## WHAT THE TASK REQUIRES
Reproduce verbatim the entry lines below, starting at the line containing "[locate] the blue and" and ending at the line containing "x=639, y=625", both included.

## RECORDS PROVIDED
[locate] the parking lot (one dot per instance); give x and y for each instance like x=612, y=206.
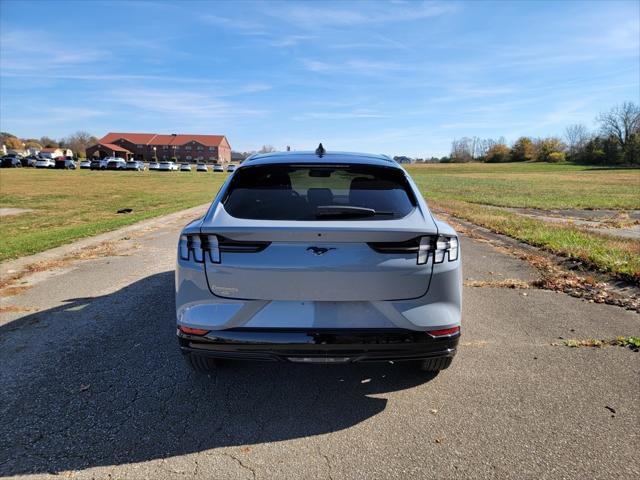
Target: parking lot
x=93, y=386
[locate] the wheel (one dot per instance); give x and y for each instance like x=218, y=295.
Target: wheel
x=435, y=364
x=200, y=363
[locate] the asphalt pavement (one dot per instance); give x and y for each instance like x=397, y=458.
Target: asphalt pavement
x=92, y=385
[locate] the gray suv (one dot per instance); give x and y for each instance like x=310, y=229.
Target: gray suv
x=318, y=258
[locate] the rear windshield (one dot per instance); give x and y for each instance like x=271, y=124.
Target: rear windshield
x=319, y=192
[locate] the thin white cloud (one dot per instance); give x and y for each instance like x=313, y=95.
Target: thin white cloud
x=355, y=114
x=374, y=13
x=180, y=104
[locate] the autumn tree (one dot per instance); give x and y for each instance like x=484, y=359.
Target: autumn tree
x=47, y=142
x=576, y=137
x=620, y=122
x=550, y=149
x=523, y=150
x=498, y=153
x=79, y=142
x=462, y=150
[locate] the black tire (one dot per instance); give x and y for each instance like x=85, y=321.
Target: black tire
x=200, y=363
x=435, y=364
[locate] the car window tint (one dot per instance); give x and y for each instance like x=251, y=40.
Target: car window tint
x=297, y=192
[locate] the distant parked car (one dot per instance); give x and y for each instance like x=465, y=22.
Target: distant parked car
x=135, y=165
x=168, y=166
x=116, y=164
x=101, y=164
x=65, y=162
x=29, y=161
x=10, y=162
x=45, y=163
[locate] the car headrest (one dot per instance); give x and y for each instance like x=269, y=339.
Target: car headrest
x=319, y=196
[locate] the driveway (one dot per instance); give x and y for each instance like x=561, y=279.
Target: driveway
x=92, y=385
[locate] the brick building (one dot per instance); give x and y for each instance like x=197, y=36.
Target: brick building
x=144, y=146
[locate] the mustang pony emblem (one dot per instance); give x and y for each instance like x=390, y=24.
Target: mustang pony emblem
x=319, y=250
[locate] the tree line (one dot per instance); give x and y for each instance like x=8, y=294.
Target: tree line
x=616, y=141
x=77, y=142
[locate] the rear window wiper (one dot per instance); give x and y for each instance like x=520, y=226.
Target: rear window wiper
x=347, y=211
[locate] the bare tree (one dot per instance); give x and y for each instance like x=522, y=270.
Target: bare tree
x=576, y=136
x=621, y=122
x=79, y=141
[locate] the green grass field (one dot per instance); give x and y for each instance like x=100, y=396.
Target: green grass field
x=465, y=191
x=73, y=204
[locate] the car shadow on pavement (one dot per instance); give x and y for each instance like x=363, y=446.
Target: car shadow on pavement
x=100, y=381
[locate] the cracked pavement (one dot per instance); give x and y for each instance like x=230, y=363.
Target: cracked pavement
x=92, y=385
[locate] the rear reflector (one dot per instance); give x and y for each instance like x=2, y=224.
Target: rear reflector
x=193, y=331
x=444, y=332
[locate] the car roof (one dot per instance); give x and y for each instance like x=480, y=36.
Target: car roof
x=313, y=158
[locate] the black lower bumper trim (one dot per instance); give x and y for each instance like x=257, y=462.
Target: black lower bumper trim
x=326, y=346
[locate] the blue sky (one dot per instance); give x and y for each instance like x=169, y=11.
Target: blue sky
x=389, y=77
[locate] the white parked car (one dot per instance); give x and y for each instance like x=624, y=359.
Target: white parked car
x=319, y=258
x=117, y=164
x=136, y=165
x=168, y=166
x=45, y=163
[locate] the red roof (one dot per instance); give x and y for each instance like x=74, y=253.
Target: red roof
x=161, y=139
x=114, y=147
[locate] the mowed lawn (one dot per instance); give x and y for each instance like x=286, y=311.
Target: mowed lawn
x=68, y=204
x=72, y=204
x=472, y=191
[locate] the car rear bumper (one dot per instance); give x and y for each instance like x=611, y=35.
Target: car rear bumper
x=319, y=346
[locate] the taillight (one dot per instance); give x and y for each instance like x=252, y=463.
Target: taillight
x=195, y=247
x=446, y=246
x=442, y=247
x=193, y=331
x=445, y=332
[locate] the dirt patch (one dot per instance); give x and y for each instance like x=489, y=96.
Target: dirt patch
x=505, y=283
x=6, y=211
x=105, y=249
x=15, y=309
x=632, y=343
x=614, y=223
x=555, y=273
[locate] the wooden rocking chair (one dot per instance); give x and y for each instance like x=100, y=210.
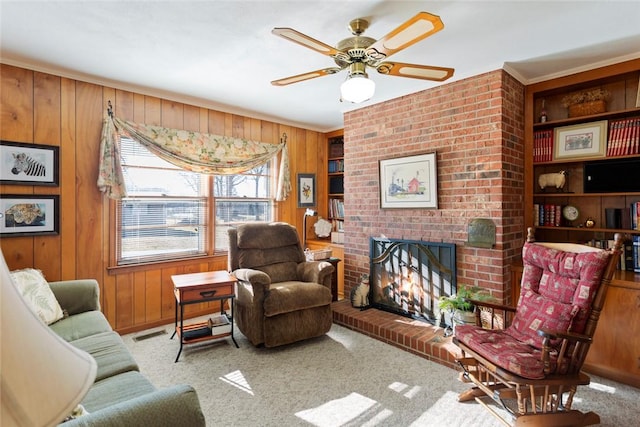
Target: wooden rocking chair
x=525, y=363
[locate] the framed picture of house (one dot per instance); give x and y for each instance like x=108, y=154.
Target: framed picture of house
x=306, y=190
x=409, y=182
x=585, y=140
x=29, y=215
x=28, y=164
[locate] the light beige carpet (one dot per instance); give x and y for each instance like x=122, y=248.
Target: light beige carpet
x=341, y=379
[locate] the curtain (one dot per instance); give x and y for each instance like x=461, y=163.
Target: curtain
x=193, y=151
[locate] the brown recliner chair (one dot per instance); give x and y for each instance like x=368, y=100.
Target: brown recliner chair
x=282, y=297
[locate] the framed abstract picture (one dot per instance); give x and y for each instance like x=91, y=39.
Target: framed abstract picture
x=306, y=190
x=29, y=215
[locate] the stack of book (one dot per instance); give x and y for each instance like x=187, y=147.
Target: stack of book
x=624, y=137
x=219, y=325
x=547, y=215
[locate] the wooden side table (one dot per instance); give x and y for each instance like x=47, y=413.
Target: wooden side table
x=196, y=288
x=334, y=277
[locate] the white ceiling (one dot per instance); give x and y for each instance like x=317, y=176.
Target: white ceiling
x=222, y=55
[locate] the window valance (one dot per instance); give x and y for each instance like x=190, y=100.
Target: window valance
x=193, y=151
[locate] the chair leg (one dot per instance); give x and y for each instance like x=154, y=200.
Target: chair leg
x=558, y=419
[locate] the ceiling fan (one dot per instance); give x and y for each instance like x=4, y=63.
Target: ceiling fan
x=359, y=52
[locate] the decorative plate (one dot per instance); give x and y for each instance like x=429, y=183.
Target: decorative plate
x=322, y=228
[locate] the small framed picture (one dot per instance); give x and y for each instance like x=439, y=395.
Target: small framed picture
x=28, y=164
x=29, y=215
x=306, y=190
x=409, y=182
x=585, y=140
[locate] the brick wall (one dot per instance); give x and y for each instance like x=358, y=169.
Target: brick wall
x=476, y=127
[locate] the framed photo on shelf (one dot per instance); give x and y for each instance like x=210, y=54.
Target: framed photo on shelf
x=409, y=182
x=28, y=164
x=306, y=190
x=585, y=140
x=29, y=215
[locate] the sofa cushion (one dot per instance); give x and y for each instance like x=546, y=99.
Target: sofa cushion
x=110, y=353
x=36, y=291
x=116, y=389
x=286, y=297
x=81, y=325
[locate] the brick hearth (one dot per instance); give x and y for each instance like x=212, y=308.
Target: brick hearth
x=420, y=338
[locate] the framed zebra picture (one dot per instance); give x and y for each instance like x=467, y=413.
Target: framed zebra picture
x=29, y=215
x=28, y=164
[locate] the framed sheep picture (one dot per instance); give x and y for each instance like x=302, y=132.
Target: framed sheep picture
x=28, y=164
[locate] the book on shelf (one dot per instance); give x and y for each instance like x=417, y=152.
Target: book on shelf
x=191, y=334
x=627, y=255
x=547, y=215
x=636, y=253
x=634, y=213
x=336, y=208
x=543, y=145
x=336, y=149
x=336, y=166
x=624, y=137
x=219, y=324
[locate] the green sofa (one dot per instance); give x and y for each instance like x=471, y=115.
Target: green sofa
x=120, y=395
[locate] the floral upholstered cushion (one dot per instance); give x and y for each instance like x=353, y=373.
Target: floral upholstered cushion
x=38, y=295
x=556, y=294
x=504, y=350
x=557, y=290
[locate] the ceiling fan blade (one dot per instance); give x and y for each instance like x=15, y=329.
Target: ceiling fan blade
x=306, y=76
x=415, y=29
x=424, y=72
x=306, y=41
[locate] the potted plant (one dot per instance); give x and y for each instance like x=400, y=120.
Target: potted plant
x=461, y=310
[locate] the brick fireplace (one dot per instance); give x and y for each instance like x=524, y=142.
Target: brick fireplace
x=406, y=279
x=476, y=127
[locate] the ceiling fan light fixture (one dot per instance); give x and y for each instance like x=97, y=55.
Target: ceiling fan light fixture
x=357, y=88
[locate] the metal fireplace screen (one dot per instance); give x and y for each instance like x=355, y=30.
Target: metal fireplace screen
x=408, y=277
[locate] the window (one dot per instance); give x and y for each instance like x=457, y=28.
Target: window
x=166, y=213
x=240, y=199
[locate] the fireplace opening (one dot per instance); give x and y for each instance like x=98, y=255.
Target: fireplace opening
x=408, y=277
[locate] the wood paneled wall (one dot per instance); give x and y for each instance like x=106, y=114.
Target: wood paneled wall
x=46, y=109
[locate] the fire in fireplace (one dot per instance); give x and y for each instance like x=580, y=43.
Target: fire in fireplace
x=408, y=277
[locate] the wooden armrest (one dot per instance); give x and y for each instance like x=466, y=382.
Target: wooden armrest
x=570, y=336
x=492, y=305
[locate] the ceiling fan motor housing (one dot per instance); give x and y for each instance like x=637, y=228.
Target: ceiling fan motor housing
x=356, y=49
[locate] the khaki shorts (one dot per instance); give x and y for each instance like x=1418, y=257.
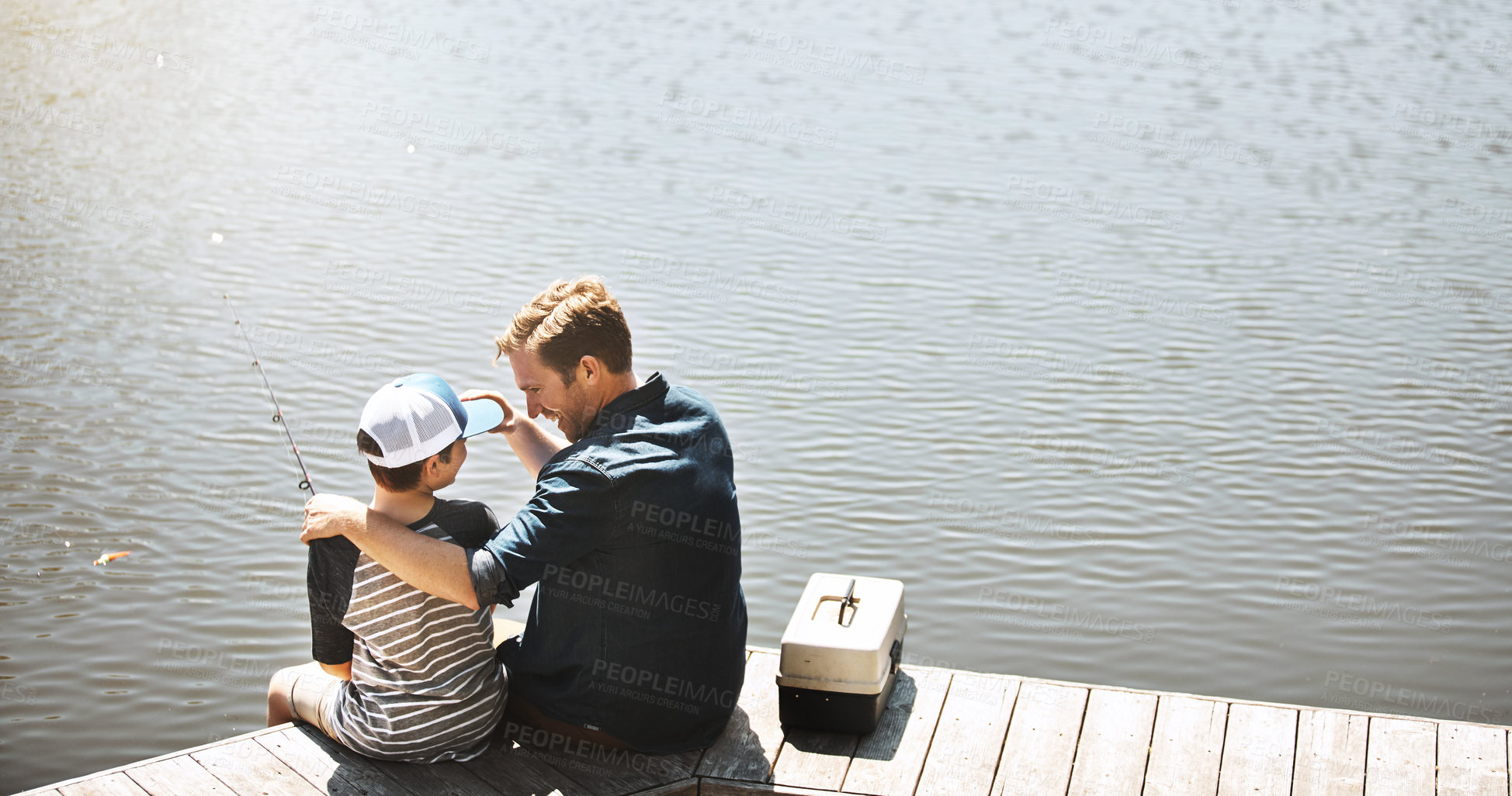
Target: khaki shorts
x=310, y=694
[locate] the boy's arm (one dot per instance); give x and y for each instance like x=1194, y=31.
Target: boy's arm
x=328, y=580
x=425, y=562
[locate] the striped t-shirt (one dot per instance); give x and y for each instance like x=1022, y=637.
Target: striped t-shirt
x=425, y=683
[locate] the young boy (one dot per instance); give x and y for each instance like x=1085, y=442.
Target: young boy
x=400, y=674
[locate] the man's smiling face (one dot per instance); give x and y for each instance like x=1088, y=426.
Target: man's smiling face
x=550, y=396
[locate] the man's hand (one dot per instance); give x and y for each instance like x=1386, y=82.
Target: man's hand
x=504, y=403
x=331, y=515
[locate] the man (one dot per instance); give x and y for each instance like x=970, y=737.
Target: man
x=637, y=633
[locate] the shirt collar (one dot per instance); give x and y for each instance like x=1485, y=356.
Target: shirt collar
x=619, y=413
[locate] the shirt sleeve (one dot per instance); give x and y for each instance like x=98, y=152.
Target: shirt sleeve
x=328, y=579
x=569, y=515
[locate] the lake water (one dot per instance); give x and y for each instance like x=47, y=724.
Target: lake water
x=1151, y=344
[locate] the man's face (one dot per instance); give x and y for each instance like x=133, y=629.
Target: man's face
x=548, y=396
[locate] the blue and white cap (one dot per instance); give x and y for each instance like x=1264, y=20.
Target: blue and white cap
x=418, y=416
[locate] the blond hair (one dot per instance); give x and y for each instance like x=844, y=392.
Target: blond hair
x=570, y=320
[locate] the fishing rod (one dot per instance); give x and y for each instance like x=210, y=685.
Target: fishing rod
x=277, y=410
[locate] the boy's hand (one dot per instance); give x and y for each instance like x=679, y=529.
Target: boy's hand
x=504, y=403
x=331, y=515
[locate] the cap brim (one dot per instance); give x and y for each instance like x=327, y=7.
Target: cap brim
x=483, y=416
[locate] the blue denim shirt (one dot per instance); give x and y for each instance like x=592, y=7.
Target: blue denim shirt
x=639, y=625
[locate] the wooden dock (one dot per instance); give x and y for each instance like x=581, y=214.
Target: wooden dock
x=945, y=733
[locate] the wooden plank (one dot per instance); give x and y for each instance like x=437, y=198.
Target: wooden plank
x=111, y=784
x=1258, y=749
x=611, y=772
x=519, y=772
x=813, y=760
x=1331, y=754
x=253, y=770
x=968, y=739
x=709, y=786
x=177, y=777
x=1042, y=740
x=888, y=762
x=1402, y=756
x=1188, y=746
x=682, y=787
x=1115, y=743
x=749, y=745
x=1472, y=760
x=339, y=772
x=430, y=780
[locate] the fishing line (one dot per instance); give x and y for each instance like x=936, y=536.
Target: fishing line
x=277, y=410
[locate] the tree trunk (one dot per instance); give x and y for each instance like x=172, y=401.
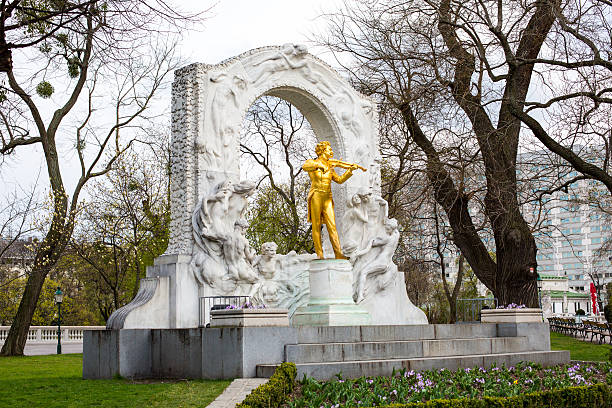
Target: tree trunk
x=18, y=333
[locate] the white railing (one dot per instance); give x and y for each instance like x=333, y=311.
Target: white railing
x=48, y=334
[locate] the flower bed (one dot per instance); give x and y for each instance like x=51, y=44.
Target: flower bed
x=410, y=386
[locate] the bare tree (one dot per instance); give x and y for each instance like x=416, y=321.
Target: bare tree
x=112, y=64
x=277, y=141
x=456, y=72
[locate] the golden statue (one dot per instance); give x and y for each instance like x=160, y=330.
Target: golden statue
x=320, y=202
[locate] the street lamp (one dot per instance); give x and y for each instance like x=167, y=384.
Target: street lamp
x=59, y=297
x=539, y=282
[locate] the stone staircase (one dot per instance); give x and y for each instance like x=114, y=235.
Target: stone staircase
x=356, y=351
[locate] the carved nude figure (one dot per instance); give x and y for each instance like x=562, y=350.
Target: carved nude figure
x=224, y=114
x=267, y=263
x=239, y=254
x=290, y=56
x=375, y=262
x=355, y=224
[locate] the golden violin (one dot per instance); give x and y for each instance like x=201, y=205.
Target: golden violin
x=344, y=165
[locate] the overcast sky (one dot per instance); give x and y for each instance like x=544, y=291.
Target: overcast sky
x=232, y=27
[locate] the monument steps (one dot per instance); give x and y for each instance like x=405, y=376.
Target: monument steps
x=385, y=367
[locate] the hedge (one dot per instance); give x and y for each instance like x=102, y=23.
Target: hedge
x=593, y=396
x=273, y=393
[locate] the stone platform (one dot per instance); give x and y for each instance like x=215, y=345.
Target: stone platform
x=320, y=352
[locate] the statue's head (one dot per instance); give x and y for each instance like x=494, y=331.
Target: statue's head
x=324, y=147
x=269, y=248
x=224, y=188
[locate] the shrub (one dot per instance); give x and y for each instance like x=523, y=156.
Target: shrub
x=593, y=396
x=274, y=392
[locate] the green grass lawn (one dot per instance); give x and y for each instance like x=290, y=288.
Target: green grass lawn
x=579, y=350
x=56, y=381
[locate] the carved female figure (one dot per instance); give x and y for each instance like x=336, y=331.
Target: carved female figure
x=355, y=224
x=374, y=265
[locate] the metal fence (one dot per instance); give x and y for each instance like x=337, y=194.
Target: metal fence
x=468, y=310
x=208, y=302
x=48, y=334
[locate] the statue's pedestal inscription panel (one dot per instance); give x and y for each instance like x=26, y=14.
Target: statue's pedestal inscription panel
x=331, y=297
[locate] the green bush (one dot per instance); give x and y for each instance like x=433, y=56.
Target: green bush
x=593, y=396
x=274, y=392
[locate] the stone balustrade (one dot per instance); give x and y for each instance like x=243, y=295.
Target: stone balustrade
x=48, y=334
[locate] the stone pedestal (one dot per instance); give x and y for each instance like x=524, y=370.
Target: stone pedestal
x=331, y=297
x=525, y=315
x=249, y=318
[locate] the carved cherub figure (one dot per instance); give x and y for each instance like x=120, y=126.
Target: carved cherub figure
x=267, y=263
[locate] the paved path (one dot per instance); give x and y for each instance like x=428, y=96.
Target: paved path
x=236, y=392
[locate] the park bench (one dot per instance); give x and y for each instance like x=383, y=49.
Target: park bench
x=599, y=331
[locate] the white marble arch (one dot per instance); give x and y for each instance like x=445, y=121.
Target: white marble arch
x=209, y=103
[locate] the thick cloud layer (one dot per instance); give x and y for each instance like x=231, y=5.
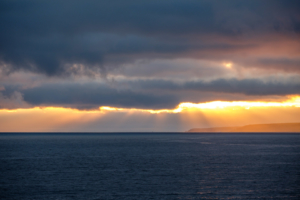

## SOLVED EXERCISE
[locate] the blue and white cap (one dot per instance); give x and y for each instance like x=1264, y=20.
Target: blue and white cap
x=418, y=416
[locate] the blond hair (one dot per instance); give x and y for each instance like x=844, y=392.
Target: blond hair
x=570, y=320
[locate] the fishing rod (one dot per instance); give x and y for each instance like x=210, y=685.
Target: fishing rod
x=277, y=410
[locate] the boy's hand (one dot per instance); give x and y for each instance like x=679, y=529.
Target: boy's hand
x=504, y=403
x=331, y=515
[locate] the cap brim (one dot per instance); give x and y for each instance like x=327, y=7.
Target: cap brim
x=483, y=416
[locate] the blue denim shirt (one dot per instance); give x and y for each instance like x=592, y=7.
Target: blue denim shirt
x=639, y=625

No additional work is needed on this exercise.